▶ _GOAL_
Please write out the complete listing that follows, exactly as it reads.

▶ _DATA TO PROCESS_
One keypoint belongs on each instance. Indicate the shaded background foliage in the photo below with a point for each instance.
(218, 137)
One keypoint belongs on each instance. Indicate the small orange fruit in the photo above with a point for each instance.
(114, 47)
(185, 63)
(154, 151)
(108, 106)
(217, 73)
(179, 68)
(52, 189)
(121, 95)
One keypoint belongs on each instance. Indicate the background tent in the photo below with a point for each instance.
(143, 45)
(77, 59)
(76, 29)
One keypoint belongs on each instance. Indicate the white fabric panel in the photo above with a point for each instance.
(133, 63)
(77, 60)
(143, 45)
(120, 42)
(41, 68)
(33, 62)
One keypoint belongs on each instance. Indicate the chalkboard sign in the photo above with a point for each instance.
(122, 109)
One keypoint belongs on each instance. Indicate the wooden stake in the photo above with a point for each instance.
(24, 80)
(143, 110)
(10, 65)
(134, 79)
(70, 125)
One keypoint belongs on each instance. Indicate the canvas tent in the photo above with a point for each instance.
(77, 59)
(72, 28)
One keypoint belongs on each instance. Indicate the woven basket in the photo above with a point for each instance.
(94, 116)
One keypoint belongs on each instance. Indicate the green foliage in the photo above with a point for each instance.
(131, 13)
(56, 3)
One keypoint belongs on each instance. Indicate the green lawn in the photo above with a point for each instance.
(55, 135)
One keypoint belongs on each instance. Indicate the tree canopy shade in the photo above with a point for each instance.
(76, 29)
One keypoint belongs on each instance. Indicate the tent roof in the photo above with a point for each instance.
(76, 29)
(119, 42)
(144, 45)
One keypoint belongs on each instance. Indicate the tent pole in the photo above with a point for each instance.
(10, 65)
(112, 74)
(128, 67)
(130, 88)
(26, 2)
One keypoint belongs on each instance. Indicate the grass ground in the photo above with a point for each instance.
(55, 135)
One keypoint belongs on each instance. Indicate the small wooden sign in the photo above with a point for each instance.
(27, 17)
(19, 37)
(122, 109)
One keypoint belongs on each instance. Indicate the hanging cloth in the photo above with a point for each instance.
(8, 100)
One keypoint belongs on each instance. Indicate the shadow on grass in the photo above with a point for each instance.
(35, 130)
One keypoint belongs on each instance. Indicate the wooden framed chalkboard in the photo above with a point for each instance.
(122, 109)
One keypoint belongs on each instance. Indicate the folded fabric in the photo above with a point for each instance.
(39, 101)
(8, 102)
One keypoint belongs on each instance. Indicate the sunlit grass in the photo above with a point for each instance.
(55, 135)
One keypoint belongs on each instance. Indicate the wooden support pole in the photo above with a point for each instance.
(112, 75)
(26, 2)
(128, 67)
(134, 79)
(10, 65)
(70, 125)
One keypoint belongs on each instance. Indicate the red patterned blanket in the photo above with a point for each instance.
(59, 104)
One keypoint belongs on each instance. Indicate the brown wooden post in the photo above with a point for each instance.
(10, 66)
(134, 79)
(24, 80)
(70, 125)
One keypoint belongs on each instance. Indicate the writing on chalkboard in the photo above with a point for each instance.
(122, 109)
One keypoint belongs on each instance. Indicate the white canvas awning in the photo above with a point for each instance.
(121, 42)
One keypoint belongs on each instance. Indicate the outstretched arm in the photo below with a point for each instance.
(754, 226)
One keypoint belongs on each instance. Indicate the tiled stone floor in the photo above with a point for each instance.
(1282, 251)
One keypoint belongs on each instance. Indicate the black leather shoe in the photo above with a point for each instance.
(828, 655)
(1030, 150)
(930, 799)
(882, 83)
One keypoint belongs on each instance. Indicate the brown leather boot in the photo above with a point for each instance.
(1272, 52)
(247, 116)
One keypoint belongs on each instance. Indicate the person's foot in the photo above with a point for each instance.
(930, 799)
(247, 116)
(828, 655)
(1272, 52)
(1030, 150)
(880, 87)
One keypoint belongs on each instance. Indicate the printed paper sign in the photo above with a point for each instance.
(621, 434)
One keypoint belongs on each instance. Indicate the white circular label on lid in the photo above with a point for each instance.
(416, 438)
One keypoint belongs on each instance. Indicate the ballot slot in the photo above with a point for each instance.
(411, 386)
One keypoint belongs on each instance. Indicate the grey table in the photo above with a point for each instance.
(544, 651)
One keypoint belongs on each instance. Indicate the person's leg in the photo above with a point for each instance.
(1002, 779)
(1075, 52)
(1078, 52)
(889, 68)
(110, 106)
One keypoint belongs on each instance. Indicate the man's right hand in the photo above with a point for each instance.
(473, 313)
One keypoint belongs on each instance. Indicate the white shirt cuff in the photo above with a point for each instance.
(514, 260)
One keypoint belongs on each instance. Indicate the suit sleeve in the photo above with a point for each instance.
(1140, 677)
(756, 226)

▶ _WRITTEN ANSWER_
One keypoint belongs on each instance. Indicate the shaded background foliage in the photo below with a point for each instance.
(218, 137)
One keypoint belongs on each instance. Indicate the small orange fruit in the photo above with a point for each instance.
(114, 47)
(185, 63)
(154, 151)
(108, 106)
(217, 73)
(179, 68)
(52, 189)
(121, 95)
One keypoint belongs on each instance. Indicate the background tent in the photo below with a point for each instance.
(143, 45)
(77, 59)
(76, 29)
One keypoint belongs on each instance. Indicate the white fabric panel in the photo above with a point for each instance.
(133, 63)
(77, 60)
(143, 45)
(120, 42)
(41, 68)
(33, 62)
One keypoint belongs on each instance. Indicate the chalkboard sign in the photo above with a point for each instance.
(122, 109)
One keypoint belongs on each instance. Indicate the wooden stake in the photo above with a point for each instance.
(24, 80)
(143, 110)
(10, 65)
(134, 79)
(70, 125)
One keypoint belongs on each instance. Indicate the canvas tent in the photo above with a point for each instance.
(77, 59)
(72, 28)
One keypoint belongs on each instance. Indicate the woven basket in the photo above with a point for each instance.
(94, 116)
One keypoint belongs on each instance. Indicate the green foliage in the photo above with a point for each instance.
(131, 13)
(56, 3)
One keypoint belongs on each instance. Indicate the green lawn in the photo above with a point for each instance.
(55, 135)
One keypoint belongs on each instance. Indicate the tree canopy shade in the photo above with a point for each instance.
(76, 29)
One keypoint belongs on each instance. Indicate the tent roof in the photo above with a point for each instance.
(76, 29)
(119, 42)
(144, 45)
One keypoint belongs on each instance. Indicate the tent pole in the photo above with a point for each instance.
(10, 65)
(112, 74)
(128, 67)
(130, 88)
(26, 2)
One keypoint belongs on each instance. Indicate the grass ground in the photo above with a point for each instance.
(55, 135)
One keypoint belongs on each instance. Indicate the small wooden sign in the photo above with a point for each instance.
(27, 17)
(19, 37)
(122, 109)
One keypoint belongs on each instance. Indicate the hanging cloth in the photo above with a point for each instance.
(8, 100)
One keypoint belongs on each instance. Indicate the shadow on grass in the photo above with a point for each instance.
(35, 130)
One keypoint belongs on each instance. Indicate the wooden framed chalkboard in the photo above with a point for each instance.
(122, 109)
One keypoint belongs on each instance. Indicate the folded fabric in the photo above with a point for each instance.
(39, 101)
(8, 102)
One keypoint belongs on each instance. Indicate the sunlit grass in the photo above with a point for each instance.
(55, 135)
One keypoint belongs on each instance. Indicate the wooden support pole in the photo above with a point for each instance.
(112, 75)
(26, 2)
(128, 67)
(134, 79)
(10, 65)
(70, 125)
One keypoint belongs on each instance. Indicate the red patterned blanket in the photo above with a point for each instance.
(59, 104)
One keypoint belongs on each instance. Indicate the brown wooden post in the photo above with a point for each instance.
(10, 66)
(134, 79)
(24, 80)
(70, 125)
One keypoint belongs on each instance. Indicate the writing on chalkboard in the photo above with a point for each instance.
(122, 109)
One keypoint belongs on each instance. Indicate the white canvas awning in the photo above with a point for each instance.
(121, 42)
One keypoint belongs on each instance. Indicate the outstretched arm in the photo below with a point for each instance.
(754, 226)
One keypoint belongs on each instance. Indicate the tiled stone floor in the photo above with a point for each instance.
(1282, 251)
One keypoint belongs on each instance. Indicate the black leather shoe in the photo above with a point for each instance.
(828, 655)
(1030, 150)
(930, 799)
(882, 83)
One keypoint belongs on each instance. Indicate the brown leather boot in the photo above with a point for each instance.
(1272, 52)
(247, 116)
One keypoint belongs on each instance. Indicate the person's foot in the photo above with a point for each instance.
(930, 799)
(247, 116)
(828, 655)
(1272, 52)
(1030, 150)
(880, 87)
One keypoint belongs on each instance. Indicate the printed paper sign in the photo above with a point for each instance.
(621, 434)
One keypoint belongs on each instance. Indicate the white circular label on lid in the photo above with a point for each instance.
(416, 438)
One keypoint belongs on each instance. Indicate the ballot slot in the photo above with a point for each instance.
(411, 386)
One keypoint belongs on each instance. Indicate the grey table in the photo above with a point for each instance.
(544, 651)
One keypoint belongs on each instance. Indicate the person's leg in the photo above with a point for each instance.
(1002, 779)
(1075, 52)
(1078, 52)
(889, 68)
(110, 106)
One keypoint belongs on each instance. Indicate the man's right hand in the photo above with a point for each instance.
(473, 313)
One keypoint belongs on each instance. Indicate the white shirt cuff in the photo above with a point for each instance.
(514, 260)
One keypoint belongs on each instance. Indicate the suit sleeve in the photo above with a point for each instance.
(1140, 677)
(756, 226)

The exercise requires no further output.